Task to complete: An exact copy of the entries is required, with every image omitted.

[Saved entries]
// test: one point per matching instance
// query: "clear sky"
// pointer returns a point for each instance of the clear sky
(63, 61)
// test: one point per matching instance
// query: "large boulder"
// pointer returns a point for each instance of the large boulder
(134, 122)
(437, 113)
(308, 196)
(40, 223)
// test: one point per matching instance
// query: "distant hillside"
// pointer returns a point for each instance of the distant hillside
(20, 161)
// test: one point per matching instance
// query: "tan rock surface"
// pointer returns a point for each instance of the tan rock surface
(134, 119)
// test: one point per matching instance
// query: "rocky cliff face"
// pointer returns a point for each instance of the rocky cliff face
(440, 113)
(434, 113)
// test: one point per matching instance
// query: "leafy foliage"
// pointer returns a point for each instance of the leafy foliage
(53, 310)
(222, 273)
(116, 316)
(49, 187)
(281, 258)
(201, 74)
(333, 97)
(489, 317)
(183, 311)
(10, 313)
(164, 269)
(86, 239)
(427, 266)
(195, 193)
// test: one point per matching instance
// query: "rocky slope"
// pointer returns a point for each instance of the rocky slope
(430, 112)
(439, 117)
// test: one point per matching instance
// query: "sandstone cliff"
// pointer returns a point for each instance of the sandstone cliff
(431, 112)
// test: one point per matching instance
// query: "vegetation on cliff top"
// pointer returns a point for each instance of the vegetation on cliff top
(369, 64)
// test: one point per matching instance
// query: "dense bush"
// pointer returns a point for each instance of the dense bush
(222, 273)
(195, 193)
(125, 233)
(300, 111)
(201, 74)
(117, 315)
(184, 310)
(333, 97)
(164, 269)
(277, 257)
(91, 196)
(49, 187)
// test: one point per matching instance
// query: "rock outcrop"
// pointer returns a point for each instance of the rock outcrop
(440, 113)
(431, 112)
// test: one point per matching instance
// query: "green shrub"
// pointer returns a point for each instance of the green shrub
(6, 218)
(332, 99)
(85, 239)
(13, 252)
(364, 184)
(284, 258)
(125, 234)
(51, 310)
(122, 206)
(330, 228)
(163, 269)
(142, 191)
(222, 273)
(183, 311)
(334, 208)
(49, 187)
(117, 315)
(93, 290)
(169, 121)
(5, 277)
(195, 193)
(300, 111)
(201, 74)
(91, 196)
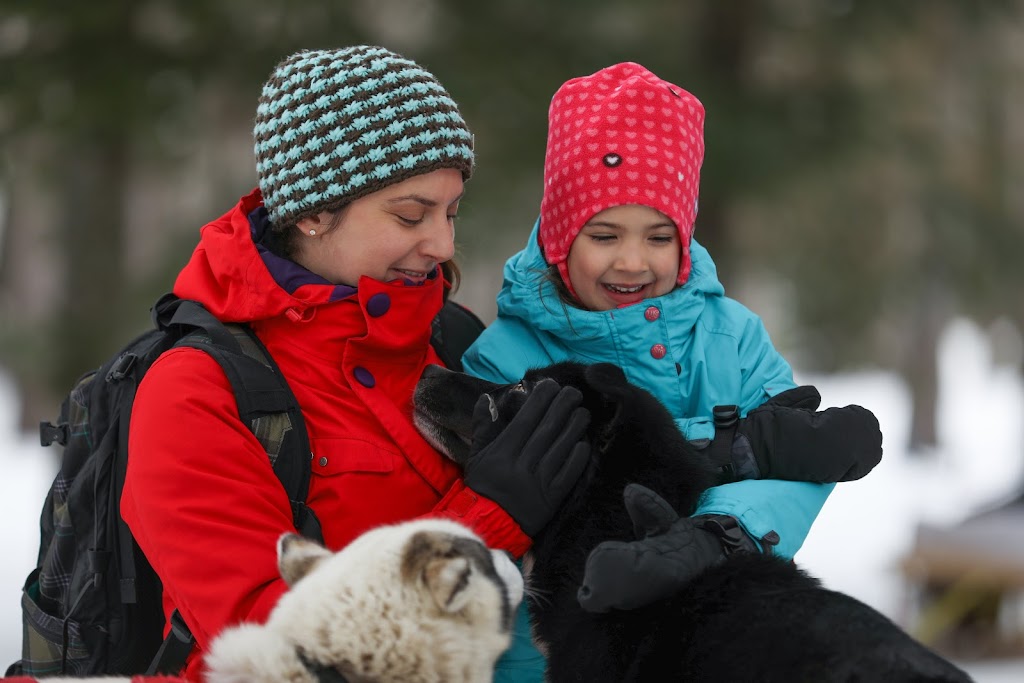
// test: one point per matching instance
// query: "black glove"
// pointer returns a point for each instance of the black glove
(529, 466)
(787, 438)
(669, 553)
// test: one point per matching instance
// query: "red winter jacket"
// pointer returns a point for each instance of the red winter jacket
(200, 495)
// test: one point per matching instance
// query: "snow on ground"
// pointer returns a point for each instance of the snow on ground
(855, 545)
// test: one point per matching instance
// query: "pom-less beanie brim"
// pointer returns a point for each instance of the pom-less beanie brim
(336, 125)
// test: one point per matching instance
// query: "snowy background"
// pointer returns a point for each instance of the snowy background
(856, 543)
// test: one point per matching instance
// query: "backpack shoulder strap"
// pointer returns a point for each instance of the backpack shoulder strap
(266, 406)
(455, 329)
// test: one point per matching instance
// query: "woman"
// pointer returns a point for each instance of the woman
(339, 262)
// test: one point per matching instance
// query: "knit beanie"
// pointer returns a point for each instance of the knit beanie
(619, 136)
(336, 125)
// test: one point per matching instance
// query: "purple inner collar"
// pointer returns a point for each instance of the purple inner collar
(289, 274)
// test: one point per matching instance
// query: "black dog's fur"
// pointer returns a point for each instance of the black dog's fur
(754, 617)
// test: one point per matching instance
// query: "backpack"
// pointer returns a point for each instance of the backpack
(93, 604)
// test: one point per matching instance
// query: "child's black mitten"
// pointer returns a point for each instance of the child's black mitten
(787, 438)
(529, 466)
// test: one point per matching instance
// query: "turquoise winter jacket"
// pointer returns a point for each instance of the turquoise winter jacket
(717, 352)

Response area:
// test: one point per matching instance
// query: "clear sky"
// pointer returns a point for each instance of the clear sky
(63, 61)
// test: one point per matching instance
// query: "large boulder"
// pointer returns a point for each instance of the large boulder
(134, 122)
(437, 113)
(308, 196)
(40, 223)
// test: one point per matching instance
// query: "distant hillside"
// pointer returns a point for each instance of the distant hillside
(20, 161)
// test: one point per matching instance
// query: "tan rock surface"
// pointer returns a point for each instance of the tan rock surface
(134, 119)
// test: one point per matching instance
// query: "rocky cliff face"
// pointer returns a point for each instance of the rocky cliff face
(440, 113)
(434, 113)
// test: one point per matching instance
// query: "leafy foliage"
// pointer returns a point for each instance of the leafy foliage
(53, 310)
(222, 273)
(116, 316)
(49, 187)
(281, 258)
(201, 74)
(333, 97)
(489, 317)
(183, 311)
(10, 313)
(164, 269)
(86, 239)
(427, 266)
(195, 193)
// test: one point per matching instance
// query: "rocky slope"
// pointer returns a point for each instance of the rocky slope
(430, 112)
(439, 117)
// test: one point per matching instance
// query: "sandstone cliff"
// pointer returns a point for each instance of the sandstone cliff
(431, 112)
// test: one point per matching instance
// query: "vegetation on cliff top"
// pointer returns a point for each instance of the vegetation on cliff top
(369, 64)
// test: one point per matching instance
// query: "dense bush"
// pointer returns a point for each instance of the dense bush
(222, 273)
(195, 193)
(125, 233)
(300, 111)
(201, 74)
(117, 315)
(184, 310)
(333, 97)
(164, 269)
(277, 257)
(91, 196)
(49, 187)
// test: one point per matching instance
// query: "rock outcrop"
// pointer returns a point for each instance of the rock outcrop
(440, 113)
(431, 112)
// test: one point per matching instance
// query: "green shrub"
// pointer returns a point for each instance of the green shrub
(6, 218)
(332, 99)
(85, 239)
(13, 252)
(364, 184)
(284, 258)
(125, 234)
(51, 310)
(122, 206)
(330, 228)
(163, 269)
(142, 191)
(222, 273)
(183, 311)
(334, 208)
(49, 187)
(117, 315)
(93, 290)
(169, 121)
(5, 277)
(195, 193)
(300, 111)
(201, 74)
(91, 196)
// test: one point per matching instance
// query: "black glove"
// pointer returns a point for each instance of the black glove
(529, 466)
(787, 438)
(669, 553)
// test: one point per matching instance
// query: "red winter jacket"
// pointer returns a point for each instance of the red winter jacket
(200, 495)
// test: one point per matching instance
// query: "snow on ground"
// pointer returns a point for each instance of the snow on ground
(855, 545)
// test: one point per matching instance
// query: "pom-less beanie brim"
// pointer returns a point for each instance of the pom-less beanie brim
(336, 125)
// test: one point per matching instance
// query: "snowy background"
// pointer returns a point for each instance of the snowy background
(856, 543)
// test: one point per matching instance
// query: "backpack shoulder strap"
// pointer returns a point for each instance of the backpack shoulder strap
(266, 406)
(455, 329)
// test: one point per matching instance
// query: "woman"
// pointer returns a point for each instance of the woman
(339, 262)
// test: one point per matching instance
// query: "knit beanie"
// pointer returns a point for each instance of the knit beanie
(619, 136)
(336, 125)
// test: one point per matching instance
// query: "purple inner collar"
// pointer returns a point for each instance of the purple inner collar
(289, 274)
// test: one point per matching instance
// query: "black dog's fur"
// pointer returns a point for each instance of the black dog's fur
(754, 617)
// test: one point per matching instance
// query: "backpack"
// pointer returns a point for each instance of the backpack
(93, 604)
// test: one point per matching instance
// query: "child's black mitten"
// pointer returns a point for each instance of the child's black mitten
(787, 438)
(529, 466)
// test: one point per matching instance
// query: "turquoise winter jacket"
// pointer returns a point for each instance of the turquoise winter jacket
(717, 352)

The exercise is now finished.